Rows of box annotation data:
◇ ◇ ◇ ◇ ◇
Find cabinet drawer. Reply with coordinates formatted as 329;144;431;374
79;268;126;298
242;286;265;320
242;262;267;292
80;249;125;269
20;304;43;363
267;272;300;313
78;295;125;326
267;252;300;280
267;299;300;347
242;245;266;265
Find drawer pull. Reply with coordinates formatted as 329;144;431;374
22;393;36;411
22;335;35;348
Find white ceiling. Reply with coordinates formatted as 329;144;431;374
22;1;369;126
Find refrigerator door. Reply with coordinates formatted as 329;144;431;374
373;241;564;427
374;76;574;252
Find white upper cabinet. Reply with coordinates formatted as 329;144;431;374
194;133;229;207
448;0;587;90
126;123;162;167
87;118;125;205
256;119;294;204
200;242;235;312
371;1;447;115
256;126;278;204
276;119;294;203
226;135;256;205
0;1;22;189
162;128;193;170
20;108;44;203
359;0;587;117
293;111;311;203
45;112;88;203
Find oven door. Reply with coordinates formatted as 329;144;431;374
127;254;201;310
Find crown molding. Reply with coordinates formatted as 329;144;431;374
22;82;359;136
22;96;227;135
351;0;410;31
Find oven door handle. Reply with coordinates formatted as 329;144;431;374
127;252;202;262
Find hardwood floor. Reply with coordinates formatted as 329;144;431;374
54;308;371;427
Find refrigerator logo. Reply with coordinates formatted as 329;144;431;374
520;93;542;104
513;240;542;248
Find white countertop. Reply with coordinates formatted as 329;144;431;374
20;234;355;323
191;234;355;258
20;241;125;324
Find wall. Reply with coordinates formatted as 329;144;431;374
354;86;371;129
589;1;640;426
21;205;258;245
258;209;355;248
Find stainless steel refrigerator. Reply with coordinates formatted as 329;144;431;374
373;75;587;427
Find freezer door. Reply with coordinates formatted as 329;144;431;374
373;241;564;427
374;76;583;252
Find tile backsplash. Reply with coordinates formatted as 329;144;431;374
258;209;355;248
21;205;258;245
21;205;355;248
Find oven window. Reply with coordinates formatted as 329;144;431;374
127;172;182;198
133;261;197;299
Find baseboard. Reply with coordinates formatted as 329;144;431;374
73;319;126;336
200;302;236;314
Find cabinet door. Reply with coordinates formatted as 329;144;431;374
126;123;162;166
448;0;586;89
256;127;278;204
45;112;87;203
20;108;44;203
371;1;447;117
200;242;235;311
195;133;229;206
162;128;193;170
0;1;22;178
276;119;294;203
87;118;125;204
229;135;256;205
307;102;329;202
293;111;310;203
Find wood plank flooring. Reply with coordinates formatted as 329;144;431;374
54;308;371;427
◇ ◇ ◇ ◇ ◇
In the lines above, substitute "Respond with coordinates" for every occurrence of "Reply with coordinates" and leave everything else unchanged.

§ Correct answer:
Find cabinet drawer. Respond with coordinates formatted as 329;144;431;374
79;268;126;298
242;286;265;320
242;262;267;292
80;249;125;269
20;304;43;363
267;272;300;313
78;295;125;326
267;252;300;280
267;299;300;347
242;245;266;265
Find drawer pull. Respond with coordinates formatted as 329;144;431;374
22;393;36;411
22;335;35;348
Find white ceiling. Respond with coordinates formatted as 329;144;431;374
22;1;369;126
Find refrigerator door. Respond with coordinates formatted as 329;144;431;374
373;241;564;427
374;76;574;252
Find white upper cabinet. Respond with coordinates formatted as 329;144;431;374
194;133;229;207
448;0;587;90
126;123;162;167
87;118;125;205
256;119;294;204
200;242;235;312
371;1;447;115
256;126;278;204
276;119;294;203
226;135;256;205
0;1;22;189
162;128;193;170
20;108;44;203
359;0;587;117
293;111;311;203
45;112;88;203
Find oven door. Respond with coordinates formatted as 329;144;431;374
127;254;201;310
Find crown molding. Respond with coordinates formatted as 329;144;431;374
22;82;359;136
22;96;227;135
351;0;410;31
Find oven door handle. Respond with coordinates formatted as 329;144;431;374
127;252;202;262
Find hardwood floor. Respond with coordinates formatted as 329;144;431;374
54;308;371;427
Find refrigerator logo. Respond with coordinates formatted as 329;144;431;374
520;93;542;104
513;240;542;248
Find white countertop. Respond with coordinates formatted as 329;144;431;374
20;234;355;323
191;234;355;258
20;241;125;324
Find wall. Respond with coordinates formatted as 329;144;431;374
354;86;371;129
589;1;640;426
21;205;258;245
258;209;355;248
Find stainless steel refrigerator. Respond with coordinates formatted as 329;144;431;374
373;75;587;427
Find freezer door. Respond with coordinates formatted as 329;144;431;374
373;241;564;427
374;76;583;252
Find tile backsplash. Respond with coordinates formatted as 329;144;431;374
258;209;355;248
21;205;258;245
21;205;355;248
Find oven window. Respond with coordinates formatted as 329;144;431;374
127;172;182;198
133;261;197;299
Find baseboard. Respond with coordinates formatted as 329;144;431;374
73;319;126;336
200;302;236;314
Find cabinet door. Respond with coordinates formatted as 329;144;431;374
126;123;162;166
448;0;586;89
256;127;278;204
45;112;87;203
20;108;44;203
371;1;447;117
200;242;235;311
195;133;229;206
162;128;193;170
0;1;22;178
276;119;294;203
87;118;125;204
229;135;256;205
307;102;329;202
293;111;310;203
Find wood plank flooring. Respond with coordinates formatted as 329;144;431;374
54;308;371;427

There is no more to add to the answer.